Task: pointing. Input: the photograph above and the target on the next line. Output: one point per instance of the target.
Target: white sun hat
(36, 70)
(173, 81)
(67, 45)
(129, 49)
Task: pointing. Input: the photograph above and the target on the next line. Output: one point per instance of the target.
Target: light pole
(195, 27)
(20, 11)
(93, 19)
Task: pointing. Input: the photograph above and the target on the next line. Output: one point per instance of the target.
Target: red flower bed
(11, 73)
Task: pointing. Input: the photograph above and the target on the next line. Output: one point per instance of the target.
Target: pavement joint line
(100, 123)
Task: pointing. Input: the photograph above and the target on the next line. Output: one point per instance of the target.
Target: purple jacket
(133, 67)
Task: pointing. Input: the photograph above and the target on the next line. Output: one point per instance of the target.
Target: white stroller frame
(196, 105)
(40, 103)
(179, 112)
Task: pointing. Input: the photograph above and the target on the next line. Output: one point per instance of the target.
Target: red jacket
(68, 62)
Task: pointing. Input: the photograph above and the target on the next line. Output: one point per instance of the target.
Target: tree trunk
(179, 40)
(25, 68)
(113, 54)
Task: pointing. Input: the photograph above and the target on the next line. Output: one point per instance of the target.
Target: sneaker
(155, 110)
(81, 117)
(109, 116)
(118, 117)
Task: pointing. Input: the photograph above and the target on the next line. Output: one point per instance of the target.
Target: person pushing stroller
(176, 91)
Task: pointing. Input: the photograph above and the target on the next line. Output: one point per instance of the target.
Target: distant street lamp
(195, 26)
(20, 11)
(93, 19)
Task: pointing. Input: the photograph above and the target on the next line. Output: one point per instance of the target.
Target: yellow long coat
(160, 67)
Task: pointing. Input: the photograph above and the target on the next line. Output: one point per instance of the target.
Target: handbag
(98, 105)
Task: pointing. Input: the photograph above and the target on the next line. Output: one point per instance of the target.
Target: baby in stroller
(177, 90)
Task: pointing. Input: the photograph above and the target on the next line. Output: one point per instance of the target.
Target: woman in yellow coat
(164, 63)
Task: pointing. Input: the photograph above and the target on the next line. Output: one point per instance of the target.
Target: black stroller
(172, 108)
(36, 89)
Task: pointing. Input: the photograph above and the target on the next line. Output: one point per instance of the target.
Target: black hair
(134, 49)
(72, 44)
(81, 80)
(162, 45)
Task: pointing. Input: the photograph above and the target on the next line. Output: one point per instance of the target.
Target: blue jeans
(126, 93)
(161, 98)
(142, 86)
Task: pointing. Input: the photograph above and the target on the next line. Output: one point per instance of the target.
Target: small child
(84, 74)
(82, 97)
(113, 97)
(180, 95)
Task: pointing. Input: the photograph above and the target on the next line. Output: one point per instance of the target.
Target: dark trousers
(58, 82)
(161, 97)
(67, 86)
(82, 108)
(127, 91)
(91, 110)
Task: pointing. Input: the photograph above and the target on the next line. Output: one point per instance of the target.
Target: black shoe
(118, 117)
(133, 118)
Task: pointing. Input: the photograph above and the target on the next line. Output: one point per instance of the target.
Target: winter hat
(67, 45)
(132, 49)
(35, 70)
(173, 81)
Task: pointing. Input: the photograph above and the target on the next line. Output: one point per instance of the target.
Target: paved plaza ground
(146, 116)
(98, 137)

-- WHAT IS BEING ASKED --
Exactly as written, transcribe every line shown above.

-- REPLY TO THE TASK --
Task: pointing. Input: the photograph above and the target on the next line. Output: one point per instance of the target.
Target: white sun hat
(36, 70)
(173, 81)
(67, 45)
(129, 49)
Task: pointing. Input: the photograph above and the target on the next line. Output: one point per instance of the target.
Target: light pole
(195, 27)
(20, 11)
(93, 19)
Task: pointing. Input: the photograph above and the target on the next line. Output: one point per instance of the target.
Target: red flower bed
(11, 73)
Task: pointing. Input: the photograph above and the target on the next line. Output: one point per instance of the target.
Target: pavement joint line
(100, 123)
Task: pointing. Input: the photograph above and the target on the next line. Output: one point per instance of the target.
Target: purple jacket
(133, 67)
Task: pointing. Input: the photograph above and the target on the next line. Output: one point per instance of the target.
Target: white stroller frame
(196, 105)
(40, 103)
(179, 112)
Task: pointing. Input: the photograph above and the target on the next line. Output: one point per instance of the target.
Target: red jacket
(68, 62)
Task: pointing. Input: the photograph above and the target on the next line. Output: one point per instance of the target.
Target: tree trunk
(179, 40)
(25, 68)
(113, 54)
Task: pointing. Input: the photograph above and the target on the next line. Output: one point per instance of the target.
Target: sneaker
(155, 110)
(81, 117)
(109, 116)
(118, 117)
Task: pointing. Input: the photograph above and the target on the next line. Output: one point per instance of the target.
Target: person pushing stroller
(176, 91)
Task: pointing. Input: the photograph above and the target on the next line. Output: one point per instance of the target.
Target: distant street lamp
(195, 26)
(20, 11)
(93, 19)
Task: pointing. Input: the photograph above and the target on the next line. Output: one point per instance of the target.
Target: yellow long coat
(160, 67)
Task: pointing. Input: the photograph above and the target on the next line. Output: one point per instance of the target.
Target: handbag
(98, 105)
Task: pointing. Input: the photograph above and the target on the next line. Output: one point per instance of the target.
Target: baby in stroller
(177, 90)
Task: pointing. Input: the photograph above and the target on the next line. Output: one point per instance of the target.
Target: woman in yellow coat
(164, 63)
Task: pointing. Input: the photograph above and the target on the next line. Output: one point per instance of the target.
Target: black stroller
(172, 108)
(36, 89)
Task: pointing. Input: the photograph above and the target on the next line. Output: one point per instance of the target.
Target: black hair
(134, 49)
(72, 44)
(81, 80)
(162, 45)
Task: pointing. Input: the photograph above and the target on the next line. Output: one point per instance of the target.
Target: blue jeans
(126, 93)
(161, 98)
(142, 86)
Task: pointing. Input: the photograph above and the target on the next line. Output: one point per instance of the target.
Target: small child
(84, 74)
(82, 97)
(113, 97)
(180, 95)
Task: pointing. Input: the photograph above and the target on the next line. Output: one point per instance of the target.
Target: dark trousers
(58, 82)
(161, 97)
(67, 86)
(82, 108)
(127, 91)
(91, 110)
Task: pointing. Input: the photograph above and the target on the next line. Output: one point per instance of the target.
Target: black shoe
(118, 117)
(133, 118)
Task: pointing. Input: the photograph above and the target on the next line. Output: one point per instance of the target.
Target: winter hat
(67, 45)
(132, 49)
(35, 70)
(173, 81)
Task: pointing. Input: the photograph above and the target on the next line. Output: one point per instance of the target.
Target: paved plaza ground
(146, 116)
(98, 137)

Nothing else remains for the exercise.